THE EXERCISE — Copy each line of the rows below verbatim, character for character. Omit the pictures from your answer.

Shape annotation rows —
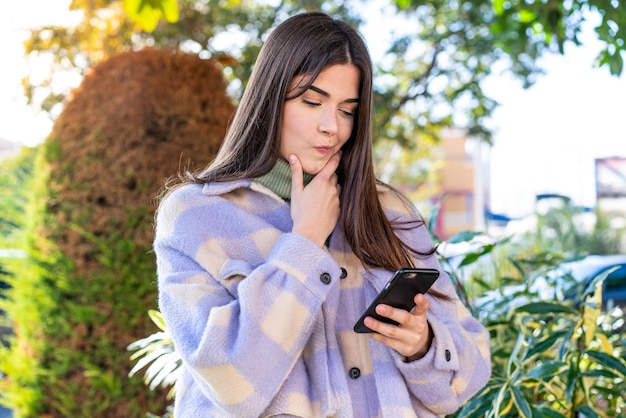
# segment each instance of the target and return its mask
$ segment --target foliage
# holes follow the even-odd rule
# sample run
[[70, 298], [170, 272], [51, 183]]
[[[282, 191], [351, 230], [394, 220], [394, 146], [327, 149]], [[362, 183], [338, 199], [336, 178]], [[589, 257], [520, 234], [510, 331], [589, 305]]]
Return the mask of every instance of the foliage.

RESULT FOR THIS EXERCISE —
# segment each instance of the target and return its mask
$ segment --target foliage
# holes follow the even-odd rule
# sample run
[[70, 298], [170, 272], [51, 183]]
[[[282, 191], [351, 230], [394, 220], [394, 146], [327, 149]], [[362, 183], [338, 199], [336, 178]], [[589, 257], [520, 234], [510, 331], [589, 305]]]
Return the mask of every instance of the foliage.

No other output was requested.